··· Provided records ···
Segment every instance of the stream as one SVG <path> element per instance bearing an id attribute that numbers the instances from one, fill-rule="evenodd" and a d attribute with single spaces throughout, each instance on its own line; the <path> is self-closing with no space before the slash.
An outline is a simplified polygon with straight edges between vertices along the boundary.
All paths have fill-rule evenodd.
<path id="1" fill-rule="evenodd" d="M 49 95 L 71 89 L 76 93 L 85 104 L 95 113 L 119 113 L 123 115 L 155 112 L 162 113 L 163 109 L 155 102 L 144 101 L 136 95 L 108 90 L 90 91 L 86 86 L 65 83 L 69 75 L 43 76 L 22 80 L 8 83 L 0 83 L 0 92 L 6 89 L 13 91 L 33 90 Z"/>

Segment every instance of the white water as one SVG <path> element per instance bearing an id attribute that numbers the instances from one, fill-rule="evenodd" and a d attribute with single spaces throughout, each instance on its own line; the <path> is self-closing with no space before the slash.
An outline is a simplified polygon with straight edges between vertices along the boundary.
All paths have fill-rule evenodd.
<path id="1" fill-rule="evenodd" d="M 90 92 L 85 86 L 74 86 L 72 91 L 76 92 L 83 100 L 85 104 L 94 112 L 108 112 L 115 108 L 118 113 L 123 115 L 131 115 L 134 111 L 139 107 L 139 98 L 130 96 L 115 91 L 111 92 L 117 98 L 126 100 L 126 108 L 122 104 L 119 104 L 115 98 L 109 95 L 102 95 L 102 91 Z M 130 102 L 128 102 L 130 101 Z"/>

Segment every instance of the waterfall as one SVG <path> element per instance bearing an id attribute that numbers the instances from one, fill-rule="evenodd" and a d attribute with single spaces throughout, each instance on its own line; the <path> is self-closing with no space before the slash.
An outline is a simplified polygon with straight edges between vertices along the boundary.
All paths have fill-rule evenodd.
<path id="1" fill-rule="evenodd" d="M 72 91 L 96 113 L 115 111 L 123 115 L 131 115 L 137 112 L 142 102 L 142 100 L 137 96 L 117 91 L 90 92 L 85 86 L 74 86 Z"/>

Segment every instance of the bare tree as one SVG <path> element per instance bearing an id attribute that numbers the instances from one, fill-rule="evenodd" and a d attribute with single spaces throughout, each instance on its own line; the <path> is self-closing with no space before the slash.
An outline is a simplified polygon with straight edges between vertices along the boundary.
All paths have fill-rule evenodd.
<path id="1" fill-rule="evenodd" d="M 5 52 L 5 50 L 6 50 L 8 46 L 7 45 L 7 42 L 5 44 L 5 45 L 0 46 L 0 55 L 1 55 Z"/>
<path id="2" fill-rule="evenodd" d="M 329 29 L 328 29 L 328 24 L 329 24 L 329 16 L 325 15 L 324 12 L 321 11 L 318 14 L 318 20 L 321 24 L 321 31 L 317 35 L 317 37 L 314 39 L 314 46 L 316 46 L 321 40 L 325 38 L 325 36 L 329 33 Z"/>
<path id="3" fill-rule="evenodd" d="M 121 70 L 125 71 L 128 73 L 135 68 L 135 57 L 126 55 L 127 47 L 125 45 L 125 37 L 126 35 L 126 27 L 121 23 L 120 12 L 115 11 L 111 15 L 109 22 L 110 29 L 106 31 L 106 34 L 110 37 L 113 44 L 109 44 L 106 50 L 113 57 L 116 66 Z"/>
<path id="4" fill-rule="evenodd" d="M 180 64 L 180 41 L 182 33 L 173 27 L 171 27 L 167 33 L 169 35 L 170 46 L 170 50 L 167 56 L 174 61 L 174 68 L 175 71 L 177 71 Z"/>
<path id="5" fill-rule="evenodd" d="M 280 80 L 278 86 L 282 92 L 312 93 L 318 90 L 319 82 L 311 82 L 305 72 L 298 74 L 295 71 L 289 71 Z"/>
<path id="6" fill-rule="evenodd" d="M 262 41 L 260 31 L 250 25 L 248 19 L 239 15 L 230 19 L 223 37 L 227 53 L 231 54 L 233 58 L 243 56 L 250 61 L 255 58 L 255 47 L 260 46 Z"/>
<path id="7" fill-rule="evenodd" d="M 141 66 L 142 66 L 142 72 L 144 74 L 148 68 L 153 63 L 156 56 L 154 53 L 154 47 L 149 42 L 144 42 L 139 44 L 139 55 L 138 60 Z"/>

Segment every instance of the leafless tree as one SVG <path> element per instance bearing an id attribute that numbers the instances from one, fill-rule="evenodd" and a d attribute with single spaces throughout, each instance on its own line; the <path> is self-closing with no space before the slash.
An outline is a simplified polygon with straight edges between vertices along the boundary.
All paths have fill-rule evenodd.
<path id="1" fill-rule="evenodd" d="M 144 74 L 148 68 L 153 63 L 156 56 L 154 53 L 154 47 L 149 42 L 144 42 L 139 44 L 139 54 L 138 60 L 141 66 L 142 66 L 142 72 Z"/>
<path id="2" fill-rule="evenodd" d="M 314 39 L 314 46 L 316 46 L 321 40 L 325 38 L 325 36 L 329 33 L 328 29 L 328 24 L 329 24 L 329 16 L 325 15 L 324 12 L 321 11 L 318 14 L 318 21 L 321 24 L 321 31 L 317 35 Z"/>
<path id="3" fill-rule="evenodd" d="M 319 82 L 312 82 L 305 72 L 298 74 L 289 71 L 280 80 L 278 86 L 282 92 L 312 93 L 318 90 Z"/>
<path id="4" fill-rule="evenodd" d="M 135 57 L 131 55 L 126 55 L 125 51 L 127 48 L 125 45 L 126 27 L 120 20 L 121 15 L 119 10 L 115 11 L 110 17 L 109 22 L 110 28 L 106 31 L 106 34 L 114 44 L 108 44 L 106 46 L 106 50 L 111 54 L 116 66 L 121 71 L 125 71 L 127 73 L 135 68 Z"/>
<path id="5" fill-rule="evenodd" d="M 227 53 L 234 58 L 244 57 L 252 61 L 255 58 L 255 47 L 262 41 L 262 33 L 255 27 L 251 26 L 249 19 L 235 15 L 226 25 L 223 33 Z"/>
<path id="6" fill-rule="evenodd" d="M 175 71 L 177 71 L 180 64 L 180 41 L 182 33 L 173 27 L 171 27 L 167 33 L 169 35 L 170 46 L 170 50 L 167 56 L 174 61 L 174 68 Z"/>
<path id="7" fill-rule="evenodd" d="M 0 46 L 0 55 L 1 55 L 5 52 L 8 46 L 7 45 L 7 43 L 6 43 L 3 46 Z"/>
···
*Problem to solve:* Recast every line of the entries above as a Markdown table with the columns Row and Line. Number the rows consecutively and omit blank lines.

*Correct answer:*
| Row | Line |
|---|---|
| 1 | Segment every instance of the stream as one SVG <path> element per instance bearing an id attribute that numbers the instances from one, fill-rule="evenodd" and a d attribute with single spaces throughout, each instance on its own line; the <path> is self-closing with no space before the slash. |
| 2 | An outline is a simplified polygon with straight edges between vertices along the boundary. |
| 3 | All paths have fill-rule evenodd. |
| 4 | <path id="1" fill-rule="evenodd" d="M 49 95 L 71 89 L 76 93 L 85 104 L 95 113 L 119 113 L 123 115 L 155 112 L 162 113 L 163 109 L 155 102 L 144 101 L 136 95 L 108 90 L 90 91 L 86 86 L 65 83 L 69 75 L 43 76 L 22 80 L 8 83 L 0 83 L 0 92 L 6 89 L 13 91 L 33 90 Z"/> |
| 5 | Segment every instance of the white water as one SVG <path> element per instance bearing an id attribute that numbers the instances from one, fill-rule="evenodd" and a d attribute with single spaces throughout, each instance on its own line; the <path> is self-closing with no space before the slash. |
| 6 | An outline is a simplified polygon with straight edges between vertices along the boundary. |
| 7 | All paths have fill-rule evenodd. |
| 8 | <path id="1" fill-rule="evenodd" d="M 90 92 L 85 86 L 74 86 L 72 91 L 76 92 L 83 100 L 85 104 L 94 112 L 108 112 L 115 108 L 118 113 L 123 115 L 131 115 L 134 111 L 139 107 L 139 98 L 130 96 L 115 91 L 111 92 L 117 98 L 126 100 L 126 108 L 122 104 L 119 104 L 115 98 L 109 95 L 102 95 L 102 91 Z M 130 102 L 128 102 L 130 101 Z"/> |
| 9 | Segment every instance of the waterfall as one SVG <path> element per instance bearing an id attribute that numbers the instances from one, fill-rule="evenodd" and a d attribute with single spaces throughout, each instance on its own line; the <path> is self-closing with no space before the slash. |
| 10 | An outline is a simplified polygon with straight edges between vertices along the boundary. |
| 11 | All paths have fill-rule evenodd. |
| 12 | <path id="1" fill-rule="evenodd" d="M 72 91 L 96 113 L 115 111 L 123 115 L 131 115 L 137 112 L 142 102 L 142 100 L 137 96 L 117 91 L 90 92 L 85 86 L 74 86 Z"/> |
| 13 | Segment every instance of the bare tree as one SVG <path> element per instance bearing an id attribute that numbers the instances from one, fill-rule="evenodd" and a d attribute with single spaces throughout, each instance on its own line; the <path> is self-closing with no space before the slash. |
| 14 | An outline is a simplified polygon with straight edges between vertices along the boundary. |
| 15 | All paths have fill-rule evenodd. |
| 16 | <path id="1" fill-rule="evenodd" d="M 5 52 L 5 50 L 6 50 L 8 46 L 7 45 L 7 42 L 5 44 L 5 45 L 0 46 L 0 55 L 1 55 Z"/> |
| 17 | <path id="2" fill-rule="evenodd" d="M 329 29 L 328 29 L 328 24 L 329 24 L 329 16 L 325 15 L 324 12 L 321 11 L 318 14 L 318 20 L 321 24 L 321 31 L 317 35 L 317 37 L 314 39 L 314 46 L 316 46 L 321 40 L 325 38 L 325 36 L 329 33 Z"/> |
| 18 | <path id="3" fill-rule="evenodd" d="M 121 70 L 125 71 L 128 73 L 135 68 L 135 57 L 126 55 L 127 47 L 125 45 L 125 37 L 126 35 L 126 27 L 121 23 L 120 12 L 115 11 L 111 15 L 109 22 L 110 29 L 106 31 L 106 34 L 110 37 L 113 44 L 109 44 L 106 50 L 113 57 L 116 66 Z"/> |
| 19 | <path id="4" fill-rule="evenodd" d="M 180 64 L 180 41 L 182 33 L 173 27 L 171 27 L 167 33 L 169 35 L 170 46 L 170 50 L 167 56 L 174 61 L 174 68 L 175 71 L 177 71 Z"/> |
| 20 | <path id="5" fill-rule="evenodd" d="M 280 80 L 278 86 L 282 92 L 312 93 L 318 90 L 319 82 L 311 82 L 305 72 L 298 74 L 295 71 L 289 71 Z"/> |
| 21 | <path id="6" fill-rule="evenodd" d="M 262 41 L 260 31 L 250 25 L 248 19 L 239 15 L 230 19 L 223 37 L 227 53 L 231 54 L 233 58 L 243 56 L 250 61 L 255 58 L 255 47 L 260 46 Z"/> |
| 22 | <path id="7" fill-rule="evenodd" d="M 141 66 L 142 66 L 142 72 L 144 74 L 148 68 L 153 63 L 156 56 L 154 53 L 154 47 L 149 42 L 144 42 L 139 44 L 139 55 L 138 60 Z"/> |
| 23 | Segment every instance of the leafless tree as one SVG <path> element per instance bearing an id attribute that numbers the instances from one, fill-rule="evenodd" and a d attribute with single spaces throughout, each instance on its own line; the <path> is self-closing with no space before the slash. |
| 24 | An outline is a simplified polygon with straight edges between vertices along the boundary. |
| 25 | All paths have fill-rule evenodd. |
| 26 | <path id="1" fill-rule="evenodd" d="M 144 74 L 148 68 L 153 63 L 156 56 L 154 53 L 154 47 L 149 42 L 144 42 L 139 44 L 139 54 L 138 60 L 141 66 L 142 66 L 142 72 Z"/> |
| 27 | <path id="2" fill-rule="evenodd" d="M 314 39 L 314 46 L 316 46 L 321 40 L 325 38 L 325 36 L 329 33 L 328 29 L 328 24 L 329 24 L 329 16 L 325 15 L 324 12 L 321 11 L 318 14 L 318 21 L 321 24 L 321 31 L 317 35 Z"/> |
| 28 | <path id="3" fill-rule="evenodd" d="M 319 82 L 312 82 L 305 72 L 298 74 L 289 71 L 280 80 L 278 86 L 282 92 L 312 93 L 318 90 Z"/> |
| 29 | <path id="4" fill-rule="evenodd" d="M 135 57 L 131 55 L 126 55 L 125 51 L 127 48 L 125 45 L 126 27 L 120 20 L 121 15 L 119 10 L 115 11 L 110 17 L 109 22 L 110 28 L 106 31 L 106 34 L 114 44 L 108 44 L 106 46 L 106 50 L 111 54 L 116 66 L 121 71 L 125 71 L 127 73 L 135 68 Z"/> |
| 30 | <path id="5" fill-rule="evenodd" d="M 227 53 L 234 58 L 244 57 L 252 61 L 255 58 L 255 47 L 262 41 L 262 33 L 255 27 L 251 26 L 249 19 L 235 15 L 226 25 L 223 33 Z"/> |
| 31 | <path id="6" fill-rule="evenodd" d="M 175 71 L 177 71 L 180 64 L 180 41 L 182 33 L 173 27 L 171 27 L 167 33 L 169 35 L 170 46 L 170 50 L 167 56 L 174 61 L 174 68 Z"/> |
| 32 | <path id="7" fill-rule="evenodd" d="M 0 46 L 0 55 L 1 55 L 5 52 L 8 46 L 7 45 L 7 43 L 6 43 L 3 46 Z"/> |